● **EXERCISE**: Across all the records, filter for lines with the word "biscuit" and copy them.

════════════════

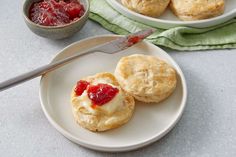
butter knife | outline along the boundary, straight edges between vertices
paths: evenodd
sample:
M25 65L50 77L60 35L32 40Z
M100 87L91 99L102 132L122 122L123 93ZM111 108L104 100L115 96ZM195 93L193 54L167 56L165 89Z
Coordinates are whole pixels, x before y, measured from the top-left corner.
M70 56L68 58L41 66L35 70L32 70L30 72L24 73L22 75L16 76L14 78L11 78L9 80L6 80L4 82L0 83L0 91L3 91L5 89L8 89L10 87L13 87L15 85L18 85L20 83L23 83L25 81L31 80L33 78L36 78L38 76L41 76L43 74L46 74L52 70L55 70L73 60L76 58L94 53L94 52L102 52L102 53L107 53L107 54L114 54L119 51L122 51L124 49L127 49L128 47L131 47L132 45L135 45L136 43L142 41L144 38L148 37L154 32L153 29L147 29L147 30L142 30L134 34L129 34L124 37L119 37L113 41L95 46L91 49L88 49L84 52L78 52L77 54Z

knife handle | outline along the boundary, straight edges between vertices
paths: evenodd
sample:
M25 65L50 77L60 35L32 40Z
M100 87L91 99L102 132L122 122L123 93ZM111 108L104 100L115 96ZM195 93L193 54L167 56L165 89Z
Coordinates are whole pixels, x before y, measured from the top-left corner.
M77 54L75 54L73 56L70 56L68 58L65 58L65 59L47 64L47 65L44 65L42 67L39 67L39 68L34 69L32 71L29 71L27 73L21 74L19 76L16 76L14 78L11 78L9 80L1 82L0 83L0 92L3 91L3 90L6 90L8 88L11 88L13 86L16 86L20 83L23 83L25 81L28 81L28 80L31 80L31 79L36 78L38 76L41 76L41 75L43 75L43 74L45 74L49 71L55 70L55 69L63 66L64 64L80 57L80 56L83 56L83 55L86 55L86 54L89 54L89 53L93 53L93 52L95 52L95 50L89 50L89 51L77 53Z

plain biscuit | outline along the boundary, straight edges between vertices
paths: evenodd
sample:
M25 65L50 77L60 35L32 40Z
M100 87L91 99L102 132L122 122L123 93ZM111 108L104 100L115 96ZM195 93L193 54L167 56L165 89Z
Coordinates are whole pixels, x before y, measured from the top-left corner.
M170 0L121 0L122 4L137 13L158 17L170 3Z
M208 19L224 13L225 0L171 0L172 12L185 21Z
M120 86L142 102L160 102L176 87L176 72L154 56L135 54L120 59L115 70Z

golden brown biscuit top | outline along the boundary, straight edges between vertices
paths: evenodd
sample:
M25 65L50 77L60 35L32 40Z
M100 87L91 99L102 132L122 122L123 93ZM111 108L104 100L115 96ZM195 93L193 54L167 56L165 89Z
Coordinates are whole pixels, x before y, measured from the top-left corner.
M224 0L171 0L178 14L198 15L224 6Z
M160 16L170 0L121 0L127 8L148 16Z
M175 70L154 56L136 54L123 57L115 75L124 90L134 95L159 95L176 84Z

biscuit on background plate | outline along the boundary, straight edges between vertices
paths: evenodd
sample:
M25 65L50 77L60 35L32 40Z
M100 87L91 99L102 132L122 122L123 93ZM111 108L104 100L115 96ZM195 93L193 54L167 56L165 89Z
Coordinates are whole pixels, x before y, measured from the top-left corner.
M142 102L160 102L175 89L176 71L154 56L134 54L120 59L115 70L120 86Z
M137 13L158 17L170 3L170 0L121 0L121 3Z
M71 94L73 115L80 126L91 131L105 131L117 128L130 120L135 107L134 98L121 89L114 75L98 73L81 80L89 83L89 85L84 88L85 90L81 92L79 90L80 96L78 93L76 94L75 88ZM112 86L116 91L118 89L118 93L101 106L94 105L92 99L88 97L91 87L98 84ZM103 93L100 96L104 99Z
M225 0L171 0L172 12L181 20L201 20L224 13Z

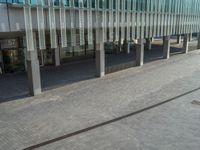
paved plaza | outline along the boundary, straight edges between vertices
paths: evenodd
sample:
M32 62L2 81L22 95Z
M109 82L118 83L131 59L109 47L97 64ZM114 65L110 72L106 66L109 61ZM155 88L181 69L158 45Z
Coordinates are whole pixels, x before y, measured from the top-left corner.
M199 150L200 50L175 54L102 79L45 68L36 97L26 96L25 73L2 77L15 84L1 94L15 93L0 103L0 149Z
M182 53L182 44L171 42L171 56ZM190 50L196 49L197 41L189 44ZM155 40L152 50L145 50L144 63L163 59L162 41ZM106 55L106 67L112 68L123 63L135 62L135 53ZM79 62L63 64L59 67L45 66L41 68L42 90L47 91L95 78L95 60L89 59ZM17 72L0 76L0 102L16 100L29 95L26 72ZM9 89L9 90L8 90Z

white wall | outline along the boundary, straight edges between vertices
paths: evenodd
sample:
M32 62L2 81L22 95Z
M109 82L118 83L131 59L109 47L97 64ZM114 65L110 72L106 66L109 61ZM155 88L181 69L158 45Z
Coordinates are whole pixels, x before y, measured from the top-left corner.
M22 8L9 8L9 19L10 19L10 30L11 32L15 31L24 31L24 12Z
M7 13L8 12L8 13ZM32 24L33 29L37 30L37 11L36 8L32 8ZM70 29L71 21L70 21L70 13L69 10L66 10L66 26L67 29ZM57 29L60 29L60 17L59 17L59 9L56 10L56 26ZM79 17L78 11L75 11L75 27L79 28ZM85 15L85 27L87 26L87 17ZM9 17L8 17L9 16ZM48 10L44 10L44 18L45 18L45 26L46 29L49 30L49 15ZM93 19L94 19L93 13ZM10 22L10 29L9 29L9 22ZM99 18L101 19L101 18ZM95 21L93 20L93 25ZM14 7L9 6L8 11L6 5L0 5L0 32L19 32L25 31L25 23L24 23L24 10L22 7Z
M7 6L0 5L0 32L9 32Z

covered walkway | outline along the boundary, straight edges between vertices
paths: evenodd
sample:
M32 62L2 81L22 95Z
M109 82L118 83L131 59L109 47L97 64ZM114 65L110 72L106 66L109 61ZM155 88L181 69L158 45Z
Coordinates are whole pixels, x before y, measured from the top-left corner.
M199 150L199 60L197 50L1 103L0 147Z
M172 40L170 50L171 55L182 53L182 44L173 44L173 42L174 41ZM196 49L196 43L196 41L191 42L189 49ZM117 67L119 70L124 69L123 64L135 64L135 57L135 51L131 51L130 54L121 53L117 55L106 55L106 68L114 68L114 71ZM155 40L152 45L152 49L146 49L144 52L144 63L149 63L162 58L162 41ZM94 78L95 59L62 64L58 67L46 66L41 68L41 82L43 91ZM28 79L25 72L0 76L0 102L16 100L27 96L29 96L29 90Z

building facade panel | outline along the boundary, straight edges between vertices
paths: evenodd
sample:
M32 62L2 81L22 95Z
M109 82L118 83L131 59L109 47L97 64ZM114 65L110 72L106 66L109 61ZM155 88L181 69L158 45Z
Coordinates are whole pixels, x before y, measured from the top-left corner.
M0 4L0 32L9 32L10 25L8 19L8 11L6 5Z
M95 43L200 31L199 0L0 0L0 4L0 38L6 33L10 39L28 37L24 9L29 8L31 32L36 32L37 48L43 50L39 56L46 53L42 55L48 60L57 47L65 59L93 54Z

════════════════

● **FINISHED TASK**:
plain biscuit | outline along the boundary, straight edges between vertices
golden brown biscuit top | outline along the boundary, straight edges between vertices
biscuit on background plate | outline along the boundary, straight edges between vertices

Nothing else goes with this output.